§ **Directive**
Retype the passage about Schelling and M. Rio in full, word for word.

Thus, all around the master mind of Schelling there was a host of minor, yet ardent, spirits, intent upon vulgarizing, as the French put it, the new doctrines. Their names were Haman, Claudius, Jacobi, Shenkendorf, Stolberg, and many others.

Schelling was doubtless the grand discoverer in this region, and yet if we are to judge from M. Rio's personal experience, it was by no means easy to follow in his wake. The Germans scem over-fond of an archaic terminology which they create for themselves, mindless of all the world besides, as if obscurity were depth, or clearness and precision were real faults in a writer. At any rate, our author found it necessary to get his master's lofty adumbrations translated into common mortal language, and probably they lost nothing by the translation. Indeed, it was only at a later period that M. Rio was certain of really understanding the philosopher's transcendental idealism; but we must refer the reader to his pages for a summary of the system.

After all, if we were to give our own opinion on the subject, we should say that there was an innate, and perhaps unconscious, tendency to pantheism in Schelling's idea of asthetics, as will always be the case, whatever may be their genius, with those who rear their edifice on science alone. We therefore doubt greatly whether the author of "Christian Art" would have profited much by the lessons of his German masters. Fortunately for him and for ourselves, he had other resources of a more practical kind at his command; first, in the Italian researches (Italianische-Forschungen ") of Baron von Rumohr; secondly, in his own researches among the galleries and historical depositories of Italy; and thirdly, in his constant intercourse with the most eminent men of France and England. The German work was the production of a wealthy Danish nobleman, who devoted a considerable part of his life and fortune to the study of Italian art, ever tracing it back to its true source of inspiration-pure religion, ever repudiating the

hackneyed opinions of the day. According to our humble view of the matter, Rumohr did more for Rio's aesthetical education than all the high-flown notions of Schelling and his disciples put together. We believe that he himself would hardly controvert our assertion.

Bounding-box records:

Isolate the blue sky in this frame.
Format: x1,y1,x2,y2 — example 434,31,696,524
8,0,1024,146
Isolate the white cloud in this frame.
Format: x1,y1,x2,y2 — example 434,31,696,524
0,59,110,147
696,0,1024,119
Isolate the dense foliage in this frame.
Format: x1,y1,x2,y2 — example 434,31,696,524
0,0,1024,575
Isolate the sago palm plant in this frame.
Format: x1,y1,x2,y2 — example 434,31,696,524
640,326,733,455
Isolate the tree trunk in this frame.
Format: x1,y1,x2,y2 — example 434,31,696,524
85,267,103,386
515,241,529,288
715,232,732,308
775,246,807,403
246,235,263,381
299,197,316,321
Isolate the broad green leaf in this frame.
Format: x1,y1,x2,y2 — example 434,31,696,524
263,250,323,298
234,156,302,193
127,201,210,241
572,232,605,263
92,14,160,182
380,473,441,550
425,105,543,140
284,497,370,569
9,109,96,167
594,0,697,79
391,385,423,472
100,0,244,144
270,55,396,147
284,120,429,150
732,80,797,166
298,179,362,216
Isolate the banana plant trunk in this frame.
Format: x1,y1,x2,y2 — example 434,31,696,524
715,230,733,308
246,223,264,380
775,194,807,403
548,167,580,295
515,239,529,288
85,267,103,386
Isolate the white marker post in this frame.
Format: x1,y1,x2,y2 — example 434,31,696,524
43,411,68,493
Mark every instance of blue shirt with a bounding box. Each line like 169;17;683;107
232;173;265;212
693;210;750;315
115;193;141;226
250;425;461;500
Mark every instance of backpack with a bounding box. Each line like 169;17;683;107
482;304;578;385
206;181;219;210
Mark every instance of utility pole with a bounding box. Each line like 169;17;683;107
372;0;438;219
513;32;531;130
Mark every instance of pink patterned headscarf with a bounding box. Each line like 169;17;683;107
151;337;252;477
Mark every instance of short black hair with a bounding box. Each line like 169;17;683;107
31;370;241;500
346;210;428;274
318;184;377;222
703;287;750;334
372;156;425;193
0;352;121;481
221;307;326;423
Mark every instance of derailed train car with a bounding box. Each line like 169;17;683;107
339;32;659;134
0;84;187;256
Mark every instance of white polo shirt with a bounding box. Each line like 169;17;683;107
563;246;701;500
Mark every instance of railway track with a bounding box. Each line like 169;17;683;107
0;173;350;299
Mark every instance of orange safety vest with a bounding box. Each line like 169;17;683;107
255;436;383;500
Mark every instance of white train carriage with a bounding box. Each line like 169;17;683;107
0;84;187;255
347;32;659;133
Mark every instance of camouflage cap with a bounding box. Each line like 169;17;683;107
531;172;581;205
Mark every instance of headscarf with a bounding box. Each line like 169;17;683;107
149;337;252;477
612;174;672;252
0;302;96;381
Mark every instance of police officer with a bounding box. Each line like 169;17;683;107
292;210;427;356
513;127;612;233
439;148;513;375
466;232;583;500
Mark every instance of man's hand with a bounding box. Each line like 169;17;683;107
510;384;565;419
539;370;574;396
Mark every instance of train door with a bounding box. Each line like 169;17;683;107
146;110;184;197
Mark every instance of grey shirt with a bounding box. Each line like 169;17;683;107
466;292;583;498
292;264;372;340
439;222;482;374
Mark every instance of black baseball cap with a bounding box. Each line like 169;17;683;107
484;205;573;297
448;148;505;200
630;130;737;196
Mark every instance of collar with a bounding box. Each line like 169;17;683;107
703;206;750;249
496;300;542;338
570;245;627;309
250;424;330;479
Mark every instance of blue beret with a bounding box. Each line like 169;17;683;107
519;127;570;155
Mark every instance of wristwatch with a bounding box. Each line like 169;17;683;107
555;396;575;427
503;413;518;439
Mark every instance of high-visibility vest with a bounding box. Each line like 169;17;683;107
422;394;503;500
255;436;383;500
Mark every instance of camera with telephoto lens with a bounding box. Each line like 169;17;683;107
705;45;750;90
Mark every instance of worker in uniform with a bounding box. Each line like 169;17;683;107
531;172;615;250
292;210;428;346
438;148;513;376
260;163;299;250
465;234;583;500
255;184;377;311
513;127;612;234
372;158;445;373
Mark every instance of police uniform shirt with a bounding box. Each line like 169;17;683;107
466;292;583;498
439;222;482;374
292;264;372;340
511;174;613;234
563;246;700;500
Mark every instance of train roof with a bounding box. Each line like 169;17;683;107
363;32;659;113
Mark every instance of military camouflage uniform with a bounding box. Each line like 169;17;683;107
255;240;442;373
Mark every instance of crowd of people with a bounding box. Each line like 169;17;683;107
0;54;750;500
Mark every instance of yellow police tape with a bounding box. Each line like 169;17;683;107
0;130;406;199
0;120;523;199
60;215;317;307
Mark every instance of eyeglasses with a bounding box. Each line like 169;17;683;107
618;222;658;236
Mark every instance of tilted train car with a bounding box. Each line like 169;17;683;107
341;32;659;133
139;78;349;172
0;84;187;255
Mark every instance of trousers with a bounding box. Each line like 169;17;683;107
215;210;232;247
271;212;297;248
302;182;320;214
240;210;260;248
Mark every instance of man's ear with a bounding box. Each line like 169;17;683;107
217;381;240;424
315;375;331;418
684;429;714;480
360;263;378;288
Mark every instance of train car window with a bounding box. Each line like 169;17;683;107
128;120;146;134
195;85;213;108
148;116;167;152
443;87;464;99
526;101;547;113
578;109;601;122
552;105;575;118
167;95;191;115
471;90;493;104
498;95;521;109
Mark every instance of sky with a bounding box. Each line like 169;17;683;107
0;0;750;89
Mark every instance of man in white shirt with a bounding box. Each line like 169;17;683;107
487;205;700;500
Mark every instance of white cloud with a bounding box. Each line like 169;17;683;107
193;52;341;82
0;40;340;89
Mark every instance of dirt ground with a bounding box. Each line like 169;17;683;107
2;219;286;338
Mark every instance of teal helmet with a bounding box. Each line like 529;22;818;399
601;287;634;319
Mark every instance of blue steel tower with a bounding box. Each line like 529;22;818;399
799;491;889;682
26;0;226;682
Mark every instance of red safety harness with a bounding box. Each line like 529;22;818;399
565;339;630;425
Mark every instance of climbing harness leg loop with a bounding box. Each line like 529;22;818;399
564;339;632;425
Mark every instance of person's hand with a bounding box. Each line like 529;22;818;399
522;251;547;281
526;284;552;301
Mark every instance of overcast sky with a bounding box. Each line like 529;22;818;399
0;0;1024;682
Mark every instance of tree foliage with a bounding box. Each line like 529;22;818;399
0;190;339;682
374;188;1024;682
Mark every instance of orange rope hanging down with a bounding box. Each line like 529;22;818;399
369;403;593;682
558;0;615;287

§ **The response**
Thus, all around the master mind of Schelling there was a host of minor, yet ardent, spirits, intent upon vulgarizing, as the French put it, the new doctrines. Their names were Haman, Claudius, Jacobi, Shenkendorf, Stolberg, and many others.

Schelling was doubtless the grand discoverer in this region, and yet if we are to judge from M. Rio's personal experience, it was by no means easy to follow in his wake. The Germans scem over-fond of an archaic terminology which they create for themselves, mindless of all the world besides, as if obscurity were depth, or clearness and precision were real faults in a writer. At any rate, our author found it necessary to get his master's lofty adumbrations translated into common mortal language, and probably they lost nothing by the translation. Indeed, it was only at a later period that M. Rio was certain of really understanding the philosopher's transcendental idealism; but we must refer the reader to his pages for a summary of the system.

After all, if we were to give our own opinion on the subject, we should say that there was an innate, and perhaps unconscious, tendency to pantheism in Schelling's idea of asthetics, as will always be the case, whatever may be their genius, with those who rear their edifice on science alone. We therefore doubt greatly whether the author of "Christian Art" would have profited much by the lessons of his German masters. Fortunately for him and for ourselves, he had other resources of a more practical kind at his command; first, in the Italian researches (Italianische-Forschungen ") of Baron von Rumohr; secondly, in his own researches among the galleries and historical depositories of Italy; and thirdly, in his constant intercourse with the most eminent men of France and England. The German work was the production of a wealthy Danish nobleman, who devoted a considerable part of his life and fortune to the study of Italian art, ever tracing it back to its true source of inspiration-pure religion, ever repudiating the

hackneyed opinions of the day. According to our humble view of the matter, Rumohr did more for Rio's aesthetical education than all the high-flown notions of Schelling and his disciples put together. We believe that he himself would hardly controvert our assertion.